=== AIM OF THE EXERCISE ===
Copy all of the rows below word for word, leaving the pictures out of your answer.

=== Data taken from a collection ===
********

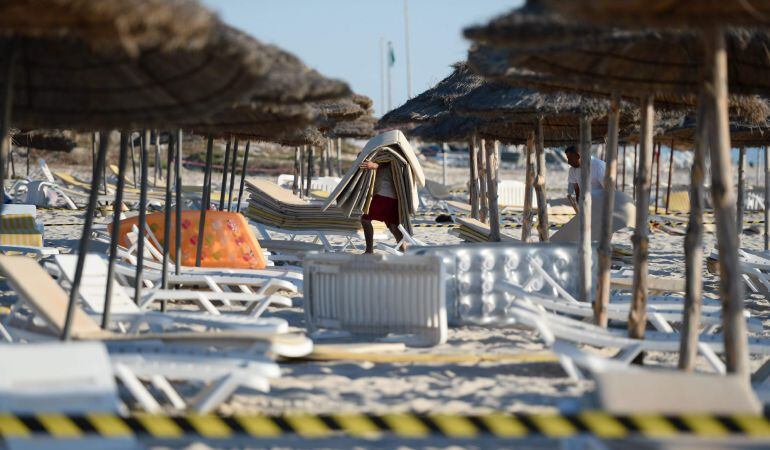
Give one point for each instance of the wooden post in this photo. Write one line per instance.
(605, 241)
(670, 176)
(6, 103)
(295, 182)
(473, 190)
(225, 166)
(206, 200)
(491, 181)
(302, 152)
(723, 199)
(529, 180)
(339, 157)
(244, 173)
(584, 212)
(637, 317)
(542, 201)
(623, 188)
(310, 168)
(636, 157)
(657, 177)
(482, 176)
(767, 198)
(693, 247)
(116, 211)
(741, 191)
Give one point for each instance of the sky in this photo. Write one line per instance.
(341, 38)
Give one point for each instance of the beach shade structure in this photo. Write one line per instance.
(118, 64)
(719, 58)
(353, 195)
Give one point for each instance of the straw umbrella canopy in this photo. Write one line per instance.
(690, 62)
(50, 140)
(124, 63)
(665, 13)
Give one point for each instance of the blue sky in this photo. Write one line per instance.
(341, 38)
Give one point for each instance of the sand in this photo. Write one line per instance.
(324, 387)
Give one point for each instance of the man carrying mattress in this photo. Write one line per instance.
(384, 206)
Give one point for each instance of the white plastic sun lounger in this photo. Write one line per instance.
(48, 303)
(553, 328)
(377, 295)
(93, 287)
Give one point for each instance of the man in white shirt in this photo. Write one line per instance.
(573, 177)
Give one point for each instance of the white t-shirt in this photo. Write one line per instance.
(597, 175)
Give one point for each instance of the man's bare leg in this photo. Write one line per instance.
(368, 235)
(393, 227)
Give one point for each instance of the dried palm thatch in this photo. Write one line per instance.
(638, 62)
(63, 82)
(289, 80)
(361, 128)
(51, 140)
(493, 64)
(436, 101)
(741, 133)
(129, 26)
(668, 13)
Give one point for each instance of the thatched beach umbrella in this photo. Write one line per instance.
(92, 65)
(703, 70)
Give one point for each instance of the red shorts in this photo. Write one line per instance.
(384, 209)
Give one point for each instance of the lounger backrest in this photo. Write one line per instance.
(93, 284)
(43, 295)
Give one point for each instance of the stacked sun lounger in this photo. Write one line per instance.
(472, 230)
(354, 193)
(274, 206)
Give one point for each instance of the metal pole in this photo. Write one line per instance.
(85, 241)
(243, 174)
(143, 144)
(116, 212)
(232, 176)
(206, 200)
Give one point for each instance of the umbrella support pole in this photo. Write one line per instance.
(767, 197)
(473, 189)
(637, 317)
(482, 174)
(144, 143)
(206, 200)
(670, 176)
(232, 176)
(243, 175)
(605, 240)
(85, 241)
(178, 202)
(693, 247)
(529, 180)
(116, 212)
(723, 199)
(542, 201)
(309, 176)
(584, 212)
(225, 166)
(491, 180)
(741, 201)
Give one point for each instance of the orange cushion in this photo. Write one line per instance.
(227, 240)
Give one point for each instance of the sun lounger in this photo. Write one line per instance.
(48, 302)
(376, 295)
(553, 328)
(472, 230)
(272, 208)
(123, 309)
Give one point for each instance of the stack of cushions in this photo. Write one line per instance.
(354, 193)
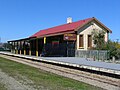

********

=== COMPLETE ANSWER ===
Give one point for each instance of the wooden post in this photo. Write one line per instance.
(605, 241)
(670, 176)
(6, 103)
(295, 182)
(473, 190)
(225, 166)
(206, 200)
(491, 181)
(302, 152)
(723, 199)
(529, 180)
(339, 157)
(244, 173)
(584, 212)
(637, 317)
(542, 201)
(623, 188)
(310, 168)
(636, 157)
(657, 177)
(482, 176)
(767, 198)
(693, 247)
(116, 211)
(741, 191)
Give one point for each instance of the sky in this photo. Write one line per instance.
(341, 38)
Give one point for each instance of the beach shade structure in this photo. Write one line per instance.
(118, 64)
(719, 58)
(353, 195)
Give one point for each instance of the straw umbrella canopy in this photo. Write one line per instance.
(690, 62)
(50, 140)
(124, 63)
(665, 13)
Give one point for each instance of the blue sky in this photo. Write one line per instance.
(341, 38)
Give one point for each instance of the sand in this photo. Write one line per instance.
(324, 387)
Give one point for each instance of the man carrying mattress in this photo. Write one line per instance.
(384, 206)
Give one point for each instance of the white plastic sun lounger in this photo. Write one line per instance.
(48, 303)
(553, 328)
(377, 295)
(93, 287)
Give one point for each instance of the man in white shirt in this photo. Write one line per instance.
(573, 177)
Give one point for each instance of the white t-shirt in this photo. Write one line per instance.
(597, 175)
Give one point for each instance of the man's bare leg in this photo. Write one line per instance.
(368, 235)
(393, 227)
Give one point for each instance of the dried palm thatch in this photo. Write one line per instance.
(638, 62)
(63, 82)
(289, 80)
(361, 128)
(51, 140)
(493, 64)
(436, 101)
(741, 133)
(129, 26)
(668, 13)
Give one point for each instance of the thatched beach umbrella in this photo. Write one line per instance.
(92, 65)
(703, 70)
Give one point for each instance of the red shorts in this photo. Write one line per instance.
(384, 209)
Give one point for each instance of the lounger backrest in this photo. Write one line per instance.
(93, 284)
(43, 295)
Give one point for each instance of the stacked sun lounger in this photo. Write one line per instance.
(472, 230)
(354, 193)
(274, 206)
Give one point for each instance of the metal pole in this photo. Write one line per instance.
(85, 241)
(243, 174)
(143, 144)
(116, 212)
(232, 176)
(206, 200)
Give one point for each instance of the umbrella support pole in this photo. Write one line per instance.
(767, 197)
(473, 189)
(637, 317)
(482, 174)
(144, 143)
(206, 200)
(670, 176)
(232, 176)
(243, 175)
(605, 240)
(85, 241)
(178, 202)
(693, 247)
(529, 180)
(116, 212)
(723, 199)
(542, 201)
(309, 176)
(584, 212)
(225, 166)
(491, 180)
(741, 201)
Give one point for each instance of the orange cushion in this photo. Write one line per instance.
(227, 240)
Give one point for each instance of the sun lounger in this photo. Write one line per instance.
(48, 302)
(376, 295)
(553, 328)
(472, 230)
(272, 208)
(123, 309)
Give one point for each instance of the stack of cushions in this photo. Write one line per instance.
(354, 193)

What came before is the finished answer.